:: Text passage ::

The data utilized in this study are a real-world dataset obtained from a financial institution that has requested to remain anonymous due to privacy concerns. During this phase, the handling of missing values, removal of useless or highly correlated data, and data transformations were performed to optimize the information provided to the models and adapt the data to the behavior of an anti-money laundering department.

3.2.2 Data extraction

The data utilized in this study consist of the alerts generated by the AML system based on 46 configured scenarios in the financial institution over a period of 6 months. The scenarios include, but are not limited to, large cash deposits on a daily basis, structuring the deposits over multiple days, transferring money to high-risk countries, and receiving money from non-customers. The data were divided into two groups, the important group and the not-important group.

The important group includes alerts that were deemed important by the financial institution investigator and reported to the Money Laundering Combating Unit (MLCU), alerts that were investigated and raised to manager level, and alerts that required significant investigation even though they were not money laundering cases. The not-important group includes alerts that were determined to be false positives by investigators. As most alerts in the AML solutions are false positives, only random samples were selected from the not-important category, with a sample size of four events from the not-important group for each important event, while all important alerts were included in this study. The proportion of important alerts reported to the MLCU is typically between 2 and 5% of the total events produced by the AML system [19].

3.2.3 Customer profiling

The customer profiling step is a critical part of the ASXAML framework, which aims to build a customer profile based on the historical fired alerts in the last six months prior to the last closed alert in the not-important group, and before the last case or report on the customer in the important group. To ensure the integrity and accuracy of the data, the framework excludes all alerts that were fired after the reported case, as these alerts were not considered when the investigator made their decision.

The data extracted includes customer numbers, scenario names, which represent the name of the scenario, and the date of the fired alert. The gathered data is then grouped per customer number, where each customer has only one record and all their alerts are placed next to them. To this end, Table 2 illustrates a sample of the extracted data, while Table 3 shows the structure of the prepared data, with the number in each cell of the cells related to alerts representing the number of alerts that occurred on this customer over the period, and the label represents the category of this customer if it is important or not.

:::
:: Input data ::

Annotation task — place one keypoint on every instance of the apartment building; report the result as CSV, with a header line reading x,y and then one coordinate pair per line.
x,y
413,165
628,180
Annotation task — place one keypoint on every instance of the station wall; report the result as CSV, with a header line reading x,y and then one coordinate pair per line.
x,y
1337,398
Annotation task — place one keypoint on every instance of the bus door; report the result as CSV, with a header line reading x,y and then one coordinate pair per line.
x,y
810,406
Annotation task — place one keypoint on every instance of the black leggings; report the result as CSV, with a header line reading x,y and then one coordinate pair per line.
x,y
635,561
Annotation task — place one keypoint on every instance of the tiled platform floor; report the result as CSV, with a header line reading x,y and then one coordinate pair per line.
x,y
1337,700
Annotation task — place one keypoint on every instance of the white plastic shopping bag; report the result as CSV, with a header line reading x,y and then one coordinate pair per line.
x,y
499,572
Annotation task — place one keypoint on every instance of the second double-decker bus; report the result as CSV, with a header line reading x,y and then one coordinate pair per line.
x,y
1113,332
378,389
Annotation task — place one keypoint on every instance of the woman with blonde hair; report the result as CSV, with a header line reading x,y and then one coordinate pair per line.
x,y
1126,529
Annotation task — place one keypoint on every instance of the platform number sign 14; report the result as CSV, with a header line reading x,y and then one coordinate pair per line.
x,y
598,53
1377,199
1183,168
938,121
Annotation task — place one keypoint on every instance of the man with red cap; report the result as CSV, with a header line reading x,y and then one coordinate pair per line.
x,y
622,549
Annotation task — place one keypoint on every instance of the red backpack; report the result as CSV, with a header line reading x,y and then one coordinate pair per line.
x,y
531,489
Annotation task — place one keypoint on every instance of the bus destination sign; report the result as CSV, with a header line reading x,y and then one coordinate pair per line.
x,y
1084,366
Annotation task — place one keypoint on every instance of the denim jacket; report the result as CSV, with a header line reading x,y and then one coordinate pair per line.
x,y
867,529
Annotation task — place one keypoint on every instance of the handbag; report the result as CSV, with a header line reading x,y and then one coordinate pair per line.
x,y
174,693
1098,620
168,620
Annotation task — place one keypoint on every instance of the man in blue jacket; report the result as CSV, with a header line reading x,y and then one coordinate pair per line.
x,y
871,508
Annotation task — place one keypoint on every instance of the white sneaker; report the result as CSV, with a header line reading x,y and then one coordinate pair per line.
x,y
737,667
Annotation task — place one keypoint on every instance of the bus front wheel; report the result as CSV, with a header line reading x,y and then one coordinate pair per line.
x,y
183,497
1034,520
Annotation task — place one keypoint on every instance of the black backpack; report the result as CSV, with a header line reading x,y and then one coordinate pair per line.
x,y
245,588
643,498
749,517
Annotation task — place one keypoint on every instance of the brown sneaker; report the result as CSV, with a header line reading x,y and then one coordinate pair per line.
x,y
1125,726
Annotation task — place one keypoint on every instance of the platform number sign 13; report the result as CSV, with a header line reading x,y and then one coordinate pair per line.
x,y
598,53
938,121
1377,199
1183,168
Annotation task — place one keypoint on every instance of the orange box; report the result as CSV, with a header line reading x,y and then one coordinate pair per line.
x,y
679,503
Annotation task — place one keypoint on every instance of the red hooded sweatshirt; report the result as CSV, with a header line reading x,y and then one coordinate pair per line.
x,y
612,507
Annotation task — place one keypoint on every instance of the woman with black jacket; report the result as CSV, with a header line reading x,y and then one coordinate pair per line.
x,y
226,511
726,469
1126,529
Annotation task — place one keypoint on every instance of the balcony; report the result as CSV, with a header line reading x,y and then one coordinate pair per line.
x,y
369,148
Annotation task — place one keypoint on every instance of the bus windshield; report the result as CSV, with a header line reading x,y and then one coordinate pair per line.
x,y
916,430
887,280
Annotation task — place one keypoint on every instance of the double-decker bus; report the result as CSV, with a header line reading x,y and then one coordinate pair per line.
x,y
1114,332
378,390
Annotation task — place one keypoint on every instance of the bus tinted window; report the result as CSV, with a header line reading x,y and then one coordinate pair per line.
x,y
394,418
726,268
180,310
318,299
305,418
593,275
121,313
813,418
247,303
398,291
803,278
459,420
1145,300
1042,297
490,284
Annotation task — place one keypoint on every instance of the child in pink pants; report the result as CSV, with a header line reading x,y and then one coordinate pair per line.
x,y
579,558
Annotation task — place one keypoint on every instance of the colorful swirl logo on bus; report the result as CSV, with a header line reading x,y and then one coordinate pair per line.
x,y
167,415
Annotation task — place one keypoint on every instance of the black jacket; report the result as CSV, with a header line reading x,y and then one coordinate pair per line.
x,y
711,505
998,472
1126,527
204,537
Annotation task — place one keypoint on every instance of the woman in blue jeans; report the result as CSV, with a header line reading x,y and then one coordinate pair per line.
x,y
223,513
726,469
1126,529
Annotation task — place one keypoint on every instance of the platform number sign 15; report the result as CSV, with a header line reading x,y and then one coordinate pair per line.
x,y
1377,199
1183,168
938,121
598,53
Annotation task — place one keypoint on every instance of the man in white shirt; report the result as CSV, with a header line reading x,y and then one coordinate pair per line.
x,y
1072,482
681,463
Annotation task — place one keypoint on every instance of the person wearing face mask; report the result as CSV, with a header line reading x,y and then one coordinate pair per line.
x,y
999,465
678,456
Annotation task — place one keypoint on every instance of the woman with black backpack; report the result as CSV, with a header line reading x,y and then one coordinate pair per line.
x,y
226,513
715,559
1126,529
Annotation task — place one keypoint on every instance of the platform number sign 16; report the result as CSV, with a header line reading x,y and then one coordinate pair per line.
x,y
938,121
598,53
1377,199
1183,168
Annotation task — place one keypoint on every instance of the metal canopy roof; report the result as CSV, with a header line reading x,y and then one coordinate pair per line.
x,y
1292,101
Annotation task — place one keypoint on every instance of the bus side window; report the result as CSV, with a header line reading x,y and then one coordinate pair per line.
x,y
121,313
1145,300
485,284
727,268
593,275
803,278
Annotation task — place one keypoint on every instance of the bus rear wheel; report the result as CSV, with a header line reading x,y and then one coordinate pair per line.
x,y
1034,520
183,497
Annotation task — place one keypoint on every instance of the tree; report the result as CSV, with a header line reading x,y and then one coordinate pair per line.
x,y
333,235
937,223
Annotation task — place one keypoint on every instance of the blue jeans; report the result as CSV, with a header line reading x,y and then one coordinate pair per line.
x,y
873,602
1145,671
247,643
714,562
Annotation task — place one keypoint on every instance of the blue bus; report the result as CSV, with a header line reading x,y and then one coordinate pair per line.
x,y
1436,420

:::

-- Prompt 1 --
Duplicate the part of the anti-money laundering passage starting with "The data utilized in this study consist" and going on through "the not-important group.".
-- Prompt 2 --
Go on with the anti-money laundering passage, picking up right after its last sentence.

-- Written reply 1 --
The data utilized in this study consist of the alerts generated by the AML system based on 46 configured scenarios in the financial institution over a period of 6 months. The scenarios include, but are not limited to, large cash deposits on a daily basis, structuring the deposits over multiple days, transferring money to high-risk countries, and receiving money from non-customers. The data were divided into two groups, the important group and the not-important group.

-- Written reply 2 --
Table 2 Sample of data extracted
Table 3 Profiling customers

The profiling of all customers enables the framework to group customers with similar alerts and classify them accordingly. Ultimately, the framework can use the generated profiles to predict instances of money laundering activity, as it accurately captures customer behavior and detects any unusual or suspicious activities.

3.3 Feature selection

Feature selection is a crucial step in machine learning to select relevant and important features while avoiding irrelevant, redundant, or not important ones. Recursive feature elimination with cross-validation (RFECV) is a widely used method for feature selection [20]. The main idea of RFECV is to recursively select the optimal variables by creating a model and selecting the best or worst variable repeatedly. The process continues until all variables are selected, and the order of the eliminated variables reflects their importance.

To implement the RFE algorithm, a machine learning algorithm such as random forest, Naïve Bayes, logistic regression, or gradient boosting is needed to evaluate the importance of the features. In this paper, random forest is used as the classifier for the RFE model. The initial selection of features significantly affects the later selected features in the RFE model, as the split is not the same in the recreation process [21]. The selected features vary with each RFE model, and k-fold cross-validation is used to address this challenge in selecting the important features for automatic suppression.

In the RF-RFECV strategy, the best variables are selected based on the highest recall of cross-validation in each RFE with a cross-validation model. This technique is used for feature selection in this paper.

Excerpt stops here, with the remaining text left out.